### [Goal A]
Rewrite the stretch of the blog post about Nick Lampson from "A Senate bid" through "in the House.", changing "tea leaves" to "political signals".
### [Goal B]
In the blog post about Nick Lampson, who told the Austin American-Statesman that Lampson would not run for the Senate?
### [Goal C]
Pick up the blog post about Nick Lampson after its final sentence and keep writing.

Tuesday, May 29, 2007

Lampson is not in for the Senate, and more bloggerrhea

Just a week ago I confidently posted that Nick Lampson would declare his challenge to Senator Box Turtle for the US Senate in 2008, but yesterday Lampson, through his local spokesperson Mustafa Tameez, told the Austin American-Statesman he was a no-go:

A Senate bid is “not going to happen,” Tameez said. “It sounds goofy, but he feels like he made a commitment to the people of Congressional District 22.” Tameez said Lampson feels a Senate try would be “disingenuous.”


I am delighted to have misread the tea leaves. Of course I am more inclined to believe that the blogswarm over his dithering forced him to reconsider, but that's only because I have an inflated sense of self-importance. And considering he's at the top of Karl Rove's hitlist, he'd better go to work right now nailing down his seat in the House.

Elsewhere:

-- "Lyndon Johnson's mistress claims LBJ told her that he had JFK killed!"

-- Paul Burka found Tom Craddick in a bald-face contradiction. I'm shockedIsay.

-- The terrorists are NOT going to follow us home (so stop staying that):

The President and his supporters have been repeatedly expressing their concern that if US troops left Iraq before the war is "won" as they define it, Al Qaeda in Iraq would follow us home and carry out their terror campaigns in the streets of America instead of Baghdad. Critics like myself are suggesting the President has chosen once again to engage in fear-mongering to try to manipulate American public opinion on the war. He has done so in a desperate attempt to rationalize our continued occupation in the hope of salvaging his, and his party's, legacy. In the end, his and his supporters' claims will be proven to be just as self-serving, misguided, and delusional as the claims they made leading up to the war in Iraq about Saddam's WMDs, mushroom clouds, and being greeted as liberators.

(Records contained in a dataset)
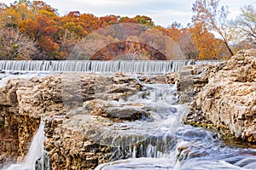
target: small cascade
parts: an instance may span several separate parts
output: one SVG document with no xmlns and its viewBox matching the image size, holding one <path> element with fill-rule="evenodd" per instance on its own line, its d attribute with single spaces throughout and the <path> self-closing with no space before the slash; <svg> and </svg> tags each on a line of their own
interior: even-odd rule
<svg viewBox="0 0 256 170">
<path fill-rule="evenodd" d="M 183 123 L 188 108 L 177 104 L 175 86 L 144 88 L 119 102 L 143 105 L 151 117 L 121 122 L 126 129 L 113 140 L 113 162 L 96 170 L 256 169 L 256 150 L 227 146 L 216 133 Z"/>
<path fill-rule="evenodd" d="M 177 72 L 189 65 L 213 65 L 218 60 L 0 60 L 0 70 L 79 72 Z"/>
<path fill-rule="evenodd" d="M 37 133 L 32 139 L 24 162 L 12 164 L 8 168 L 6 168 L 6 170 L 34 170 L 37 162 L 37 164 L 40 167 L 40 169 L 47 169 L 44 168 L 45 162 L 45 160 L 44 160 L 44 156 L 45 153 L 45 150 L 44 149 L 44 141 L 45 140 L 44 128 L 44 126 L 43 123 L 41 123 Z"/>
</svg>

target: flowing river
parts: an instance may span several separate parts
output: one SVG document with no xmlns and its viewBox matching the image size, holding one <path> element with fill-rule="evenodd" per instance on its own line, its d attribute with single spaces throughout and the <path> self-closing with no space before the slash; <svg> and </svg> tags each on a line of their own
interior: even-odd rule
<svg viewBox="0 0 256 170">
<path fill-rule="evenodd" d="M 106 66 L 106 71 L 113 71 L 109 68 L 111 67 L 108 66 L 107 69 Z M 166 71 L 159 68 L 158 71 Z M 131 74 L 131 76 L 137 75 Z M 96 170 L 256 169 L 255 148 L 235 142 L 227 143 L 220 139 L 215 132 L 183 124 L 183 116 L 189 112 L 189 108 L 177 104 L 176 85 L 143 85 L 143 91 L 130 96 L 127 100 L 112 102 L 115 105 L 143 108 L 150 112 L 150 116 L 135 122 L 117 122 L 116 126 L 122 129 L 119 130 L 120 135 L 113 138 L 110 144 L 114 148 L 112 153 L 113 162 L 99 165 Z M 13 164 L 7 169 L 34 169 L 35 160 L 44 153 L 41 150 L 44 140 L 42 125 L 32 142 L 25 162 Z M 41 166 L 41 169 L 47 168 Z"/>
</svg>

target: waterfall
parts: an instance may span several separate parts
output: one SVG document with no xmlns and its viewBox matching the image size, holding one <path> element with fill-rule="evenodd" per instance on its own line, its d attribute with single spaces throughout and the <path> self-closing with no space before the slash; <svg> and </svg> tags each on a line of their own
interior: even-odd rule
<svg viewBox="0 0 256 170">
<path fill-rule="evenodd" d="M 177 104 L 175 86 L 143 85 L 144 91 L 119 102 L 143 105 L 151 117 L 121 122 L 126 128 L 113 139 L 113 162 L 96 170 L 256 168 L 256 150 L 224 145 L 216 133 L 183 123 L 188 108 Z"/>
<path fill-rule="evenodd" d="M 177 72 L 183 65 L 213 65 L 218 60 L 0 60 L 2 71 L 82 72 Z"/>
<path fill-rule="evenodd" d="M 12 164 L 6 170 L 34 170 L 36 162 L 44 155 L 44 141 L 45 140 L 44 126 L 40 124 L 38 130 L 32 139 L 27 155 L 25 157 L 24 162 Z M 43 156 L 44 157 L 44 156 Z M 44 169 L 44 159 L 40 159 L 41 169 Z"/>
</svg>

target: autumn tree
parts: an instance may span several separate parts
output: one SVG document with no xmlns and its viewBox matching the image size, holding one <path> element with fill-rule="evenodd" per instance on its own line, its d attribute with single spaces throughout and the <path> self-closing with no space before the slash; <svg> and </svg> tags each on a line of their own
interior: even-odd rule
<svg viewBox="0 0 256 170">
<path fill-rule="evenodd" d="M 228 7 L 222 6 L 219 9 L 218 4 L 219 0 L 196 0 L 192 8 L 195 13 L 192 21 L 195 25 L 201 23 L 209 31 L 216 31 L 224 40 L 230 55 L 234 55 L 229 45 L 232 37 L 228 32 Z"/>
<path fill-rule="evenodd" d="M 36 44 L 15 28 L 0 30 L 0 60 L 31 60 Z"/>
<path fill-rule="evenodd" d="M 224 42 L 214 38 L 214 35 L 208 31 L 204 23 L 197 23 L 190 28 L 191 39 L 196 47 L 199 60 L 220 60 L 225 54 Z"/>
<path fill-rule="evenodd" d="M 34 20 L 23 21 L 20 27 L 22 32 L 38 44 L 40 54 L 37 59 L 41 60 L 58 60 L 61 57 L 58 44 L 60 29 L 58 16 L 47 10 L 39 10 Z"/>
</svg>

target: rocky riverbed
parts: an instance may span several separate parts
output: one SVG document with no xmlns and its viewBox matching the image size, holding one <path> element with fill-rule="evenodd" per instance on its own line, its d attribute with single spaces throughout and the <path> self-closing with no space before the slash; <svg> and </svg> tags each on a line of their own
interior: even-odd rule
<svg viewBox="0 0 256 170">
<path fill-rule="evenodd" d="M 208 82 L 195 96 L 187 123 L 256 143 L 256 49 L 209 67 L 205 78 Z"/>
<path fill-rule="evenodd" d="M 150 84 L 176 84 L 177 98 L 172 103 L 190 106 L 186 123 L 255 143 L 255 75 L 256 50 L 251 49 L 215 66 L 185 66 L 178 73 L 60 73 L 10 79 L 0 89 L 0 165 L 24 159 L 43 121 L 52 169 L 94 169 L 130 157 L 113 141 L 124 142 L 115 138 L 132 129 L 123 122 L 150 122 L 154 116 L 155 107 L 127 101 L 138 93 L 147 98 Z M 160 85 L 160 89 L 164 88 Z M 143 136 L 134 134 L 125 142 L 132 144 L 134 138 Z"/>
</svg>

### [Written reply A]
A Senate bid is “not going to happen,” Tameez said. “It sounds goofy, but he feels like he made a commitment to the people of Congressional District 22.” Tameez said Lampson feels a Senate try would be “disingenuous.”


I am delighted to have misread the political signals. Of course I am more inclined to believe that the blogswarm over his dithering forced him to reconsider, but that's only because I have an inflated sense of self-importance. And considering he's at the top of Karl Rove's hitlist, he'd better go to work right now nailing down his seat in the House.

### [Written reply B]
Mustafa Tameez, Lampson's local spokesperson.

### [Written reply C]
Ironically, the only way they would have followed us home would have been if George W. Bush had actually succeeded in imposing his will on the people of the Middle East. Then they would have followed us home for revenge, much like they did on 9/11. Otherwise, they are no more or less likely to follow us home any more than we did the British, or the Viet Cong did us.


-- The movie critic at FOX News loves Michael Moore's new movie, SiCKO. There's hope for everything.

-- New sponsors of this blog include the National Cheney Impeachment Poll. Here, have an Impeachmint.

Saturday, May 26, 2007

Craddick Coup continues today

There was a revolt last night in the Texas House.

BOR followed the action (several other threads provided play-by-play as well). The House parliamentarians resigned due to the dictatorial will of Speaker Craddick. He replaced them with his stooge, former Rep. Terry Keel, who literally fed the Speaker his lines. (Muse had the quick wit on this comic drama.) Craddick refused to recognize motions -- even from Republicans like Fred Hill -- to consider the vacation of the chair.

Parliamentary procedure denied, the House was in an uproar most of the late evening and early morning, at the end of the legislative session, with numerous bills still to be considered. An historical pandemonium -- not since 1871 has a motion to vacate the chair been advanced -- and Craddick declared that occurrence divined no precedent in this case. He declared that any attempt to remove him would have to be an impeachment proceeding, requiring a two/thirds majority of the House's members to advance.

Update (ten minutes after original post): Via Eye on Williamson, John Kelso applies the, uh, coup de grace:

Mention Craddick’s name and the words “mean,” “small” and “autocratic” come up. I’ve heard him called autocratic so often I’m surprised they haven’t started calling him Otto — as in “Otto” Craddick.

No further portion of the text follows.